What you will do:
Copy exactly the stretch of data below from the line with "Target: vanity light fixture" through the line with "Target: white glass light shade", including both of those lines.

Start of Dataset records

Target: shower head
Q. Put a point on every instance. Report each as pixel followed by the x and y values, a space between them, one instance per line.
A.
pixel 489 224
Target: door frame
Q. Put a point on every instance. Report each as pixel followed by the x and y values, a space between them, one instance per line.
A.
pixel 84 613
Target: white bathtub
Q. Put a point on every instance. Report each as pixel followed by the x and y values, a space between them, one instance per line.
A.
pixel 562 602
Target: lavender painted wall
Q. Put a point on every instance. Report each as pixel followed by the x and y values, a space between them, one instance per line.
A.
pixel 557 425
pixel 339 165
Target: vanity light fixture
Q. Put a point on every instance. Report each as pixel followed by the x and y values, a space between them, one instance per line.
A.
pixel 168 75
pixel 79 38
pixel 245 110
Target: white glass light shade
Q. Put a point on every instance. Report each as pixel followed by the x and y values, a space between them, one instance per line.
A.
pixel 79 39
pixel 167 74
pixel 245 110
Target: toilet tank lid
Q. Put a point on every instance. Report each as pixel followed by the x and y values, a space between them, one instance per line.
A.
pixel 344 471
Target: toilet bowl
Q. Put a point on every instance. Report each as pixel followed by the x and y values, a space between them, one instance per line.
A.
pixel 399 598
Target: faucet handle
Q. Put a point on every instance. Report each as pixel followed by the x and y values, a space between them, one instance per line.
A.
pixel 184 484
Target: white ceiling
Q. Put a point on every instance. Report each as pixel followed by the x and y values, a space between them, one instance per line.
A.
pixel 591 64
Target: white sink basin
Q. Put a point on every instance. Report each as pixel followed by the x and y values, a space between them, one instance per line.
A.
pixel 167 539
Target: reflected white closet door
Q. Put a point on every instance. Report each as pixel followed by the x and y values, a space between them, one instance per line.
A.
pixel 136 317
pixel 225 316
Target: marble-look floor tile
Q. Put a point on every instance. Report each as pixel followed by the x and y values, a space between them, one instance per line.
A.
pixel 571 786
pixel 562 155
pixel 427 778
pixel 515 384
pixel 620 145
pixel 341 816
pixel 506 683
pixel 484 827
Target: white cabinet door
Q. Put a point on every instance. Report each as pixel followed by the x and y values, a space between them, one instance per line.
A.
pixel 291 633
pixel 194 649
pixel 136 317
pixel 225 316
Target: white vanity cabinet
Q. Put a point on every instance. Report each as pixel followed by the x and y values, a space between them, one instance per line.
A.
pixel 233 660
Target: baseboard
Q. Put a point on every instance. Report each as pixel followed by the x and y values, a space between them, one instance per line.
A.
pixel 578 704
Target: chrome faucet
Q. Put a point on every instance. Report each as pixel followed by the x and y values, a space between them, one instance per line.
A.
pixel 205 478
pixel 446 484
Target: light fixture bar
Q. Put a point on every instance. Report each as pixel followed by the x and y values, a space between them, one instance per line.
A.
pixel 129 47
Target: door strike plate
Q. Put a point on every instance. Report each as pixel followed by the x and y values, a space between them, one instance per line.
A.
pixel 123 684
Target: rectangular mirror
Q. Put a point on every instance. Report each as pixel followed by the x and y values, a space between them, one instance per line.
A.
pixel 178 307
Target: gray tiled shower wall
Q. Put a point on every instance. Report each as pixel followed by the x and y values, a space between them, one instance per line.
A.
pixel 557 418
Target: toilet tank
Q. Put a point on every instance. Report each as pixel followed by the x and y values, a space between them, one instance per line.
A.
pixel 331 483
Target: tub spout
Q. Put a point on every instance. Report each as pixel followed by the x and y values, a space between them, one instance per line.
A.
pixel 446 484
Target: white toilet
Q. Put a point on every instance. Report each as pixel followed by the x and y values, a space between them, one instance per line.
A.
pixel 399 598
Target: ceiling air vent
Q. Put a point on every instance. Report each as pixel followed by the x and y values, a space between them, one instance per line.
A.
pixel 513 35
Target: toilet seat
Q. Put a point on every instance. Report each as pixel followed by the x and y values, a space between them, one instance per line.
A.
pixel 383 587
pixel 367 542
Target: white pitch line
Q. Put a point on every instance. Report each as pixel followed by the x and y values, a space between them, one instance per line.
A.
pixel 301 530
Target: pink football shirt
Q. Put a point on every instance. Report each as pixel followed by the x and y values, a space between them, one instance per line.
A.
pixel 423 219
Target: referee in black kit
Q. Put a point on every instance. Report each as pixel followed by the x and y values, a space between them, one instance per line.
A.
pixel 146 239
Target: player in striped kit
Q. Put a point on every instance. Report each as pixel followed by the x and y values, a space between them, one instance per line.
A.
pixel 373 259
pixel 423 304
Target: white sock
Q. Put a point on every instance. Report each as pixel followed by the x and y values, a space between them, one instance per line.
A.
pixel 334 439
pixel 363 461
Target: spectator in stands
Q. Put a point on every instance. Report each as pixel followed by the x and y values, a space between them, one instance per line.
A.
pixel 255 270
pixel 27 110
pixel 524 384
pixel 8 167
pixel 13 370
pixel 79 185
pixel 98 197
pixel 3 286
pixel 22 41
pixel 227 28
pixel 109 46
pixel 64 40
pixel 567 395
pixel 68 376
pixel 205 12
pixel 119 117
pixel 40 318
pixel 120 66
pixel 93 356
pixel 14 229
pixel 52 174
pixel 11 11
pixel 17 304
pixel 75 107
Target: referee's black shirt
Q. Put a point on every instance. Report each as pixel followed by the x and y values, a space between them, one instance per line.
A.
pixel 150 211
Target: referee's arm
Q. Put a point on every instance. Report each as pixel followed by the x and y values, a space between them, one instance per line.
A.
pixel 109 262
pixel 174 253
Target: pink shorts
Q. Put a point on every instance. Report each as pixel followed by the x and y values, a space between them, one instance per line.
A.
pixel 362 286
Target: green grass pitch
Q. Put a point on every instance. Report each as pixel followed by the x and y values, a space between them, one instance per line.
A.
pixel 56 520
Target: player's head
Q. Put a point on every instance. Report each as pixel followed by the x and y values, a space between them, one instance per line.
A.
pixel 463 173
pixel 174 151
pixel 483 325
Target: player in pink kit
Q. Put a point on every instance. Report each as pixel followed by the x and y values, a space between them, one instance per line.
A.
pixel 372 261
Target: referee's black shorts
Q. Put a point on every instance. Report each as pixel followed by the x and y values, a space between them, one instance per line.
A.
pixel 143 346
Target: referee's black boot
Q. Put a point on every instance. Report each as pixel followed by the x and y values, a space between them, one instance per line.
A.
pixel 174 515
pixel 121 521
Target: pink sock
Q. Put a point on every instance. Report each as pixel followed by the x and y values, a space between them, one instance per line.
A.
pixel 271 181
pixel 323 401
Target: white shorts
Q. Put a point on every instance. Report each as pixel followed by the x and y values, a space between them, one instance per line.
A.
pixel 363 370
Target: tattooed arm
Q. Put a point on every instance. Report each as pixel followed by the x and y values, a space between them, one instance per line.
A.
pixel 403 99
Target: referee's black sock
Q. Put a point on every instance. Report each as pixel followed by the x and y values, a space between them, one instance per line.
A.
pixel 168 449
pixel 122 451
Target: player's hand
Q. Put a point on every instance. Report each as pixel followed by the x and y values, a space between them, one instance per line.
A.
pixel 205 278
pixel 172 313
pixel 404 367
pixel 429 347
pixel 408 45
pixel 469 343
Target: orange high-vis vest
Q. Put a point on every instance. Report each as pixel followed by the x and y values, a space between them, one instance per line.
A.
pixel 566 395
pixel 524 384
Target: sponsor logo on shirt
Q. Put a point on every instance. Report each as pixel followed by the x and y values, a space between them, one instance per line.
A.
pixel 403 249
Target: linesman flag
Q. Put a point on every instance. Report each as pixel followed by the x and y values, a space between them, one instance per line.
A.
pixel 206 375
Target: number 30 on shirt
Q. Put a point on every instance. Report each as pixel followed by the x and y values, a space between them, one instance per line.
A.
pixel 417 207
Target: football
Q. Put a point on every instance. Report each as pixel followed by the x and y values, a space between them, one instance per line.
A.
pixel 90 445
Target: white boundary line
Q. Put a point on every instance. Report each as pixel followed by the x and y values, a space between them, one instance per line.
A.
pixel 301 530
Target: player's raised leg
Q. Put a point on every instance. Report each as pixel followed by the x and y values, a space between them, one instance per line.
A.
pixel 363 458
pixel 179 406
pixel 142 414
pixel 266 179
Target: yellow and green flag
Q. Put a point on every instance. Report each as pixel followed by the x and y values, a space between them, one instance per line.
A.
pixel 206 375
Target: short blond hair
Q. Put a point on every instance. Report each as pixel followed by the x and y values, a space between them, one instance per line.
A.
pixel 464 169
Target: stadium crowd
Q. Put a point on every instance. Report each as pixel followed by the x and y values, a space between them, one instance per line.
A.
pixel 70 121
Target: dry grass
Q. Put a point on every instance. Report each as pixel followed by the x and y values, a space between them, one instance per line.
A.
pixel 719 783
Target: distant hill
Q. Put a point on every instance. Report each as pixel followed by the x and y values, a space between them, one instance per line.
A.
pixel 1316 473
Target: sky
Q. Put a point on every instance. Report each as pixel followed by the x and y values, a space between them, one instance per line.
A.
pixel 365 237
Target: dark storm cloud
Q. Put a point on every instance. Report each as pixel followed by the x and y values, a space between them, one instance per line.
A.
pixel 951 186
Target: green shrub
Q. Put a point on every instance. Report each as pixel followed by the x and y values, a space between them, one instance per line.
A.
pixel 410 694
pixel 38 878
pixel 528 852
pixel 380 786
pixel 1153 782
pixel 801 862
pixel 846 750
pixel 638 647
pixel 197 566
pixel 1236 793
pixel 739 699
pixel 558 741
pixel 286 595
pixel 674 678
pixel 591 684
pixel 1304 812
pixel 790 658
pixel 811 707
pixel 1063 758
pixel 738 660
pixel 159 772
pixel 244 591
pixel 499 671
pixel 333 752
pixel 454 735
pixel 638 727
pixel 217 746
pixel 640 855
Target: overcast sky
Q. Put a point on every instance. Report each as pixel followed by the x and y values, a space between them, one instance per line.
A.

End of Dataset records

Solved problem:
Target: vanity light fixture
Q. Put a point on every instance. Report each as pixel followed by the x and y values, a space between them, one instance per line.
A.
pixel 168 75
pixel 79 38
pixel 245 110
Target: white glass light shade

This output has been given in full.